* WORKING DATA *
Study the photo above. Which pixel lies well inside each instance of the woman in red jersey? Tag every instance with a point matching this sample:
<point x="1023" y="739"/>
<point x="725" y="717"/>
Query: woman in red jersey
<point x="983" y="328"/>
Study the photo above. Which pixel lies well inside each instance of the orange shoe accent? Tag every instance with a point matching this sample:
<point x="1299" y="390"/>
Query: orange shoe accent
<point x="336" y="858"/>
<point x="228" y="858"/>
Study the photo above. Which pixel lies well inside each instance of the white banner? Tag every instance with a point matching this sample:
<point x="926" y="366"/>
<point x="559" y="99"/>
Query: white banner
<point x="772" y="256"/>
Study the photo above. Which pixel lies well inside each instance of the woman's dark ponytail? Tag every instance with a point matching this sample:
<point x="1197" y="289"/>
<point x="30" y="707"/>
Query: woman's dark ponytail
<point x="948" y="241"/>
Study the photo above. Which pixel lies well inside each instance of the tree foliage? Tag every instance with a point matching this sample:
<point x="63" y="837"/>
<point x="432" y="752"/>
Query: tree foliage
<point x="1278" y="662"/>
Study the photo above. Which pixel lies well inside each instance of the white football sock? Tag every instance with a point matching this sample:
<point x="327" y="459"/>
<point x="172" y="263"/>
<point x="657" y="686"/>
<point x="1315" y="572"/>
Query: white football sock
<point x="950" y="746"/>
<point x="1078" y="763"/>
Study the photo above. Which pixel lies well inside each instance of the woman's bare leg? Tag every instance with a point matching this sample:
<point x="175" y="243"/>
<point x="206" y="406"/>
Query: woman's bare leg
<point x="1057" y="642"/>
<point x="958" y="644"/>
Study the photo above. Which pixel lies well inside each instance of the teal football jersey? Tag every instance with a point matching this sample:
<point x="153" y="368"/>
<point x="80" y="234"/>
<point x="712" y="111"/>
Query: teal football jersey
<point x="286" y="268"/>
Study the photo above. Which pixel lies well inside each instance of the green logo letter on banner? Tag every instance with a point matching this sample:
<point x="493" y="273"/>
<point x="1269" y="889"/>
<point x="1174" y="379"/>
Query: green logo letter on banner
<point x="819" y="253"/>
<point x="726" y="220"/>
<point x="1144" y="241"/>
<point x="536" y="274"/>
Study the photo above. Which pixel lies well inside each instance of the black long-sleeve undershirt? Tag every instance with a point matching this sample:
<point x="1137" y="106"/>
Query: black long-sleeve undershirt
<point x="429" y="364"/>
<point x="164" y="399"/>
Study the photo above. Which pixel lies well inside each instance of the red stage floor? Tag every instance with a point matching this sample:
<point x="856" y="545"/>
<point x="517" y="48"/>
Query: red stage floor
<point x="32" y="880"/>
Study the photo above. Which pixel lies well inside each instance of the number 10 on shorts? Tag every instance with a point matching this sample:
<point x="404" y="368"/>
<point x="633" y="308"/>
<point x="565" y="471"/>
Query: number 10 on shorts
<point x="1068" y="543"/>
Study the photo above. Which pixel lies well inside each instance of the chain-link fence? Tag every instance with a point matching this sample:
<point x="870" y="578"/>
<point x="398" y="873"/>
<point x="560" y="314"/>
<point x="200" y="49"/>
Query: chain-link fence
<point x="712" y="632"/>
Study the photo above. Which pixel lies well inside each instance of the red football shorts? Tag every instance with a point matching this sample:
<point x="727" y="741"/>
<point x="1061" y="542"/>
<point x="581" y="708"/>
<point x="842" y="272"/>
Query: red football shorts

* SHORT PROBLEM *
Copy every record above exactly as it appears.

* TASK SOLUTION *
Study the photo above. Which pixel lies well inside each instance of the woman in red jersey? Tag every instance with a point matching this sample:
<point x="1023" y="739"/>
<point x="725" y="717"/>
Query: woman in red jersey
<point x="983" y="328"/>
Study the photo above. Which pixel lies well inside each instance of the orange shoe accent? Tag every instance with a point matching this sample:
<point x="1299" y="390"/>
Query: orange shoe accent
<point x="336" y="858"/>
<point x="228" y="858"/>
Study the photo above. Which pixel lies well inside each instance of the white banner? Tag every instance with a point matching this sample:
<point x="926" y="366"/>
<point x="559" y="99"/>
Query: white banner
<point x="772" y="256"/>
Study the photo above. Which pixel lies well inside each instance of the woman's dark ponytail? Tag every instance with a point matching this sample:
<point x="1197" y="289"/>
<point x="30" y="707"/>
Query: woman's dark ponytail
<point x="948" y="241"/>
Study the photo above. Which pixel lies well inside each instance of the tree foliage? Tag every instance with a point matching this sample:
<point x="63" y="837"/>
<point x="432" y="752"/>
Query: tree foliage
<point x="1278" y="662"/>
Study the photo above. Which pixel lies well inside each instance of the white football sock? Tag every instance with a point matching this sample:
<point x="327" y="459"/>
<point x="172" y="263"/>
<point x="657" y="686"/>
<point x="1315" y="572"/>
Query: white football sock
<point x="950" y="746"/>
<point x="1078" y="763"/>
Study the photo above. Which pixel lies well inside each instance of the woman's bare leg? Tag every instance with a point matching this sample:
<point x="175" y="243"/>
<point x="206" y="406"/>
Query: woman's bare leg
<point x="1057" y="642"/>
<point x="958" y="644"/>
Study the photo above. Which pixel lies well inside each instance of the teal football jersey? Tag every instance with a point matching this sample:
<point x="153" y="368"/>
<point x="80" y="234"/>
<point x="712" y="111"/>
Query: teal football jersey
<point x="286" y="268"/>
Study the photo above. Which pixel lies well inside each instance of the green logo letter on banner? Tag every instance with a point matching this sample:
<point x="493" y="273"/>
<point x="1269" y="889"/>
<point x="1174" y="379"/>
Query: green logo letter on banner
<point x="819" y="253"/>
<point x="726" y="220"/>
<point x="1144" y="241"/>
<point x="536" y="274"/>
Study the photo above. Which pixel lies well inside each instance of the black long-sleeve undershirt? Tag every instance with a point matching this sample:
<point x="1137" y="106"/>
Query: black long-sleeve undershirt
<point x="429" y="364"/>
<point x="164" y="399"/>
Study the photo above. Which pixel lies well inside each instance of the red stage floor? Tag every instance with a point matching this sample:
<point x="856" y="545"/>
<point x="517" y="48"/>
Query: red stage floor
<point x="32" y="880"/>
Study the photo above. Which pixel lies well inside each instance of the number 10 on shorts? Tag every instance with a point matching this sample:
<point x="404" y="368"/>
<point x="633" y="308"/>
<point x="565" y="471"/>
Query: number 10 on shorts
<point x="1068" y="543"/>
Study the photo above. Which pixel lies well inside each instance of the chain-link fence? Tag every instance with a point matching this sample:
<point x="870" y="578"/>
<point x="398" y="873"/>
<point x="560" y="314"/>
<point x="200" y="49"/>
Query: chain-link fence
<point x="712" y="632"/>
Study the photo above. Which pixel lies well inside each instance of the red football shorts? Tag every instance with a point matching this sample:
<point x="727" y="741"/>
<point x="1061" y="542"/>
<point x="581" y="708"/>
<point x="842" y="272"/>
Query: red football shorts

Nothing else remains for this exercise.